##### Exercise passage

AUSTIN (KXAN) - The City of Austin is ramping up its fight against the invasive plant, hydrilla . It's nuisance for boaters and swimmers on the lakes, especially Lake Austin.
Hydrilla was introduced in 1999. In 2003, the Texas Parks and Wildlife Department approved using sterile Asian grass carp to keep it under control.
"We had five good years from -- 2005 to 2010 -- where we just kept a maintenance level of grass carp in the lake," said Mary Gilroy, City of Austin environmental program coordinator. "The hydrilla never went away. We never thought we'd be able to eradicate it, but we kept it under 50 or 100 acres so the lake was very useable."
Our drought is changing that. The Lower Colorado River Authority hasn't approved the city's requests for draw downs on Lake Austin recently. The draw downs expose the hydrilla, hampering its growth. Lake Travis' water level is too low to refill Lake Austin.
Also, as Lake Travis' water level drops, it warm up.
"When the level of Lake Travis goes down, the water coming out of Lake Travis is much warmer and that's the water that's feeding Lake Austin," said Gilroy. "So in 2011, we started seeing an increase in water temperature on Lake Austin."
Hydrilla thrives in warmer water.
"The highest the hydrilla got before 2011 was 320 acres and now suddenly we're looking at 600 acres," said Gilroy.
The carp aren't keeping up. So, the city is adding more to combat the issue. 9,000 sterile asian grass carp from Arkansas were introduced to Lake Austin Thursday.
"We went from 50 fish per acre to 55 fish per acre," said Gilroy. "That's what this 9,000 fish will do for us."
Gilroy adds that more traffic on Lake Austin means boaters need to extra aware.
"Those not use to boating on this lake need to be aware that those large amounts of hydrilla can slow your boat down, cause people to swerve to get out of the way of hydrilla, and so everybody just needs to be really patient and use extra caution when they're using the lake this summer," said Gilroy.
If there is no decline in the hydrilla by July, the city will look into adding even more fish.

##########

[Problem to solve]
Can you write out, word for word, the stretch of the hydrilla article from "Hydrilla thrives in" through "even more fish."? None of the records here are needed.

##### Stored data

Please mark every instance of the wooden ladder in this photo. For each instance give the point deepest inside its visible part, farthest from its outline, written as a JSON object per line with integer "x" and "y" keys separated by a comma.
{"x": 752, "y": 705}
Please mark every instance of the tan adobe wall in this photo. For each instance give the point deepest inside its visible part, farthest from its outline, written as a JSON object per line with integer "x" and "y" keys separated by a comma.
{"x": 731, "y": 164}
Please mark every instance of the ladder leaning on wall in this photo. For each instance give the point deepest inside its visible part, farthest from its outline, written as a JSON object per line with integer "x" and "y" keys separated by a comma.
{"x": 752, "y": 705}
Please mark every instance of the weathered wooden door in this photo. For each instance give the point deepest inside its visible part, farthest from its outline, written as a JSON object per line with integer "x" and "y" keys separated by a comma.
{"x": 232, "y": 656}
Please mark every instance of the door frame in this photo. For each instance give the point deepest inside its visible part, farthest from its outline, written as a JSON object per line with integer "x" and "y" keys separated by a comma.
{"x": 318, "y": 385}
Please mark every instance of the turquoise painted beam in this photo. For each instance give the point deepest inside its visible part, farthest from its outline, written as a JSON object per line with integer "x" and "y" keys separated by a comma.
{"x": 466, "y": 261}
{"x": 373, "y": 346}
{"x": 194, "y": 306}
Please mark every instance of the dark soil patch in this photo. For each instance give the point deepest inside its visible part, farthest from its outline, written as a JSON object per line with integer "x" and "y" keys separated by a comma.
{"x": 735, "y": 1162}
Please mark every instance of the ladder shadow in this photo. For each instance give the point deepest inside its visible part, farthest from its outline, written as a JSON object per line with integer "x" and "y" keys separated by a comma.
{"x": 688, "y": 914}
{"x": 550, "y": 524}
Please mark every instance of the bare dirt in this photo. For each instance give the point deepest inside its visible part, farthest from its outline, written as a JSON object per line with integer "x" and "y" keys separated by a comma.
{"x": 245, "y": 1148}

##########

[Answer section]
Hydrilla thrives in warmer water.
"The highest the hydrilla got before 2011 was 320 acres and now suddenly we're looking at 600 acres," said Gilroy.
The carp aren't keeping up. So, the city is adding more to combat the issue. 9,000 sterile asian grass carp from Arkansas were introduced to Lake Austin Thursday.
"We went from 50 fish per acre to 55 fish per acre," said Gilroy. "That's what this 9,000 fish will do for us."
Gilroy adds that more traffic on Lake Austin means boaters need to extra aware.
"Those not use to boating on this lake need to be aware that those large amounts of hydrilla can slow your boat down, cause people to swerve to get out of the way of hydrilla, and so everybody just needs to be really patient and use extra caution when they're using the lake this summer," said Gilroy.
If there is no decline in the hydrilla by July, the city will look into adding even more fish.